Saved data entries:
------------------------------------

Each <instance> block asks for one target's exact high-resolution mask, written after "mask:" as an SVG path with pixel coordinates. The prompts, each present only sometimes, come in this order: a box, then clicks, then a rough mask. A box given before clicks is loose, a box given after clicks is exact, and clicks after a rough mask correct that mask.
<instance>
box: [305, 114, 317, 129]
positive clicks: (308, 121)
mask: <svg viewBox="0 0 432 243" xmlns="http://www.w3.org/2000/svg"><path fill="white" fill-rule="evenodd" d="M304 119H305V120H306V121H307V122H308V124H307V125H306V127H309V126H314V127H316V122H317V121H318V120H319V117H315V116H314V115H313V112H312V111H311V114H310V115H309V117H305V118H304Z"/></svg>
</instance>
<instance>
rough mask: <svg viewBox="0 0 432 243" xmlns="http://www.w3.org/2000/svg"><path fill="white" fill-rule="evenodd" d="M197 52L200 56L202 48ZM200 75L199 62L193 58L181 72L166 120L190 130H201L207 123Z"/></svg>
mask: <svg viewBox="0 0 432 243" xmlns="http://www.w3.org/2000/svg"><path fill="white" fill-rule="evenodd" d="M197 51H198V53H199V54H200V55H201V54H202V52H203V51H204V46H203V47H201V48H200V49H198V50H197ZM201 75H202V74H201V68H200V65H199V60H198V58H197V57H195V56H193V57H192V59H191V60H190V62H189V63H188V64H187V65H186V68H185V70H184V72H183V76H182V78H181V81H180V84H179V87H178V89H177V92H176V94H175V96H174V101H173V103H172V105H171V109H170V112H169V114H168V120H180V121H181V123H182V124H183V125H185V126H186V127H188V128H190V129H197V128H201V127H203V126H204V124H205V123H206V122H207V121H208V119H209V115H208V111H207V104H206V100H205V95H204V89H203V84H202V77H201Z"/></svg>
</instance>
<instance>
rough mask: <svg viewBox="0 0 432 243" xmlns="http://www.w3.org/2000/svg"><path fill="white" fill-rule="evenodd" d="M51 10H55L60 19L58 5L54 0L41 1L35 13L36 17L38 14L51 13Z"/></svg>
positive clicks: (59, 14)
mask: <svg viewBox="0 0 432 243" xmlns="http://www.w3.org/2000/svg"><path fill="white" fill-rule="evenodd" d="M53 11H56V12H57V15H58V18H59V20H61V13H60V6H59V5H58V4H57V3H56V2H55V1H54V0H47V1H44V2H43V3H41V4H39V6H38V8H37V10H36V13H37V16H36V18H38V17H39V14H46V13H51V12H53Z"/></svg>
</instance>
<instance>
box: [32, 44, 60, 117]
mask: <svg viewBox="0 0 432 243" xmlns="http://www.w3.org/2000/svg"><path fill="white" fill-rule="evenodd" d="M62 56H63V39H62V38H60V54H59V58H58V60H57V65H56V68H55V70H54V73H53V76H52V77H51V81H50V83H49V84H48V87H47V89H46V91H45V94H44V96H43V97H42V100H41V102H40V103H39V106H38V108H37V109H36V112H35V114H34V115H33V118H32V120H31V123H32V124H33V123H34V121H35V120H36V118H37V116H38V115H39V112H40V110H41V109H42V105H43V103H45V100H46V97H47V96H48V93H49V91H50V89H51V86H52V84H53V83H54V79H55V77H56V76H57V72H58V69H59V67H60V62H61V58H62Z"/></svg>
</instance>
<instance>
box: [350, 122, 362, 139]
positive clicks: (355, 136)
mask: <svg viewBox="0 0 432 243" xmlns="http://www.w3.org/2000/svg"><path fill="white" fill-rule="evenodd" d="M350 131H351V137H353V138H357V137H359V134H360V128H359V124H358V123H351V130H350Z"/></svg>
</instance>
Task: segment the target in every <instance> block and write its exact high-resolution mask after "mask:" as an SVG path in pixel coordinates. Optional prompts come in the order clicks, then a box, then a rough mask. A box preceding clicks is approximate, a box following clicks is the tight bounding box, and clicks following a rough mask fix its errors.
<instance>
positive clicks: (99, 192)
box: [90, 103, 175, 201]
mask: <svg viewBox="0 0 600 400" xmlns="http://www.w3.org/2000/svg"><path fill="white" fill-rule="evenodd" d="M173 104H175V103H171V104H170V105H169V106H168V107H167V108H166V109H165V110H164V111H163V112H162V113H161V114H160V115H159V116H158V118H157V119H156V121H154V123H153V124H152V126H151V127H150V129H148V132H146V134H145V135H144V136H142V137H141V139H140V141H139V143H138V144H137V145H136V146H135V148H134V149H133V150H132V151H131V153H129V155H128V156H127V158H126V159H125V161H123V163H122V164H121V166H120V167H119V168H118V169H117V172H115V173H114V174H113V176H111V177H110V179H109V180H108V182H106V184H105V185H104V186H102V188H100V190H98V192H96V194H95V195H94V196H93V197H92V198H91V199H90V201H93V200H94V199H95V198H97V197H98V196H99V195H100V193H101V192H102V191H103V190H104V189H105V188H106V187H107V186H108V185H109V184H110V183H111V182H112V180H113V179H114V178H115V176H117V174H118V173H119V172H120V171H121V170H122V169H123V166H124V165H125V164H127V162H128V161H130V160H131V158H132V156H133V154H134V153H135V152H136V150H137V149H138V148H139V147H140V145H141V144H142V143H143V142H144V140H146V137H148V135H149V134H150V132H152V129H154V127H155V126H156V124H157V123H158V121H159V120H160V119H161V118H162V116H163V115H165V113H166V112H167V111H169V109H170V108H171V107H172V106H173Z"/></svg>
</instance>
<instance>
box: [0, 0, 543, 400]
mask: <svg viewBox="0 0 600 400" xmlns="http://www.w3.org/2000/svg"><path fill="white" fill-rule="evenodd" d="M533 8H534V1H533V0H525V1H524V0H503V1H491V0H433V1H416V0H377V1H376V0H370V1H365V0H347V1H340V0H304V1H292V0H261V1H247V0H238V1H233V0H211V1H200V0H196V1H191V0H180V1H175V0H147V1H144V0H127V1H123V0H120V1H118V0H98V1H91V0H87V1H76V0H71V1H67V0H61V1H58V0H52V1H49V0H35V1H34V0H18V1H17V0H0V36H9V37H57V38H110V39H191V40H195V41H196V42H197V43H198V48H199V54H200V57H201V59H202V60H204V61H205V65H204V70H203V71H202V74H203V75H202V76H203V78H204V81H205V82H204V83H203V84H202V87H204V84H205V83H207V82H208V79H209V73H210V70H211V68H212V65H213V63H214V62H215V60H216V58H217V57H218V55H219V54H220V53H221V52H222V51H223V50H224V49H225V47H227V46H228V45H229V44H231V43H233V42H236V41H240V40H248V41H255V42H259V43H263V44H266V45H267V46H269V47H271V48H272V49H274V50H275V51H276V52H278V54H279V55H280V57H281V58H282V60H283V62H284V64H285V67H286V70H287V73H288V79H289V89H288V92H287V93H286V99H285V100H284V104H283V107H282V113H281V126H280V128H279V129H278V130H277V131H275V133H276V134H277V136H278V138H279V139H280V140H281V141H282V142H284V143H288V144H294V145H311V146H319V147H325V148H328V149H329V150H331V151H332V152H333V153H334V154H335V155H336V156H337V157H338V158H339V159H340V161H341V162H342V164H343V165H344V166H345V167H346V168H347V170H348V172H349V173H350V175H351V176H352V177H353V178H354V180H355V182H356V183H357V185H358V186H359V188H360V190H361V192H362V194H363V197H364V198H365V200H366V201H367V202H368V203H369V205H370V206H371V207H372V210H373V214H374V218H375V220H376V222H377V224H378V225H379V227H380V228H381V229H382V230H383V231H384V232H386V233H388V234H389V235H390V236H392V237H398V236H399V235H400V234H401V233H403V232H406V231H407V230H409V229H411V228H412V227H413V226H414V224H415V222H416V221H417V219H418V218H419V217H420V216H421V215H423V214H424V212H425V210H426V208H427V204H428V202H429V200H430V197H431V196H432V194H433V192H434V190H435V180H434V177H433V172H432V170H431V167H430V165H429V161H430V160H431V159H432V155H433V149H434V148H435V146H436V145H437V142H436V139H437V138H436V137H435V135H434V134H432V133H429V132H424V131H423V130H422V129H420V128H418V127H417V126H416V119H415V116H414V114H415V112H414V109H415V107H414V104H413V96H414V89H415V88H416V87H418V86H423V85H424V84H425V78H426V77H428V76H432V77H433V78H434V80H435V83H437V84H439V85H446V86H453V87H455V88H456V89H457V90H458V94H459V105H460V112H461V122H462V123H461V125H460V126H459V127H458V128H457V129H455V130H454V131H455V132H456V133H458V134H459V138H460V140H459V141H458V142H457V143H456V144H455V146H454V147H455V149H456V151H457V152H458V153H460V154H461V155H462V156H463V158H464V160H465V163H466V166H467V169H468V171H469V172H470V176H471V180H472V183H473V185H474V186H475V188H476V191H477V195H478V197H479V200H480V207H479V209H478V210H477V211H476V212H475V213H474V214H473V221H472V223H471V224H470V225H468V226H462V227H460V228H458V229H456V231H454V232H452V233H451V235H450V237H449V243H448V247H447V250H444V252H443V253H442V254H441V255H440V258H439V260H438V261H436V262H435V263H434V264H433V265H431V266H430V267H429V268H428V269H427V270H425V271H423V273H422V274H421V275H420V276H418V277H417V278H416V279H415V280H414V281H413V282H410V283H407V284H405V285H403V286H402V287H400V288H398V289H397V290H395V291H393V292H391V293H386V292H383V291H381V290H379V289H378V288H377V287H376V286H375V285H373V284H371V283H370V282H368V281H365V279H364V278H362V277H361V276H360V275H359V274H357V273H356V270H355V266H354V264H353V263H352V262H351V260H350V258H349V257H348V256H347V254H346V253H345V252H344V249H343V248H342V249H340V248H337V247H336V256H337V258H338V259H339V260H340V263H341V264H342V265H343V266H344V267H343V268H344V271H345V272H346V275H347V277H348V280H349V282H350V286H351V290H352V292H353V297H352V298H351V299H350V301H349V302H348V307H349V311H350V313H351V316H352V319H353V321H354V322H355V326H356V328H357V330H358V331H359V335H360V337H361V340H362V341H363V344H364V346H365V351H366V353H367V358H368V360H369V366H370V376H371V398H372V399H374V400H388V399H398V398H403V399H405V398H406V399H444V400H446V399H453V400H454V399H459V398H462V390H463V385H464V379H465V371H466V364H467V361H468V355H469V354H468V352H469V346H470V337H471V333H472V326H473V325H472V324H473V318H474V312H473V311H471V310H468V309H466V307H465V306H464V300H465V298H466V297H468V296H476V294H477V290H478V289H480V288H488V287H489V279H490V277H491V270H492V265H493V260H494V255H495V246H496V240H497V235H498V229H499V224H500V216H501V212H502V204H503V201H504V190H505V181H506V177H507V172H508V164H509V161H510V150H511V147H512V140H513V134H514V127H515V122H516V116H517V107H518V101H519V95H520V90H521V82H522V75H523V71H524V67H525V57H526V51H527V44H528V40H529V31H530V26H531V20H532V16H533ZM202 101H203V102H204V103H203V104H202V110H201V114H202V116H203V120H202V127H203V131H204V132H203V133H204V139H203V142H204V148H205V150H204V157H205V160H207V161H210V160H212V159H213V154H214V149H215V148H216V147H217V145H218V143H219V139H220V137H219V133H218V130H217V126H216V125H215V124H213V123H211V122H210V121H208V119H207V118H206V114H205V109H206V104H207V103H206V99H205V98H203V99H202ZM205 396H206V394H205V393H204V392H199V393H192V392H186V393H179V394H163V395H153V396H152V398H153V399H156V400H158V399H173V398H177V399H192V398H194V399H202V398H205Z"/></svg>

------------------------------------

▶ [Assigned task]: Substitute "bounding box" for "box" in the records from their start through the line with "positive clicks: (308, 121)", leaving everything else unchanged.

▶ [Result of the exercise]:
Each <instance> block asks for one target's exact high-resolution mask, written after "mask:" as an SVG path with pixel coordinates. The prompts, each present only sometimes, come in this order: a bounding box, then clicks, then a rough mask. A bounding box given before clicks is loose, a bounding box given after clicks is exact, and clicks after a rough mask correct that mask.
<instance>
bounding box: [305, 114, 317, 129]
positive clicks: (308, 121)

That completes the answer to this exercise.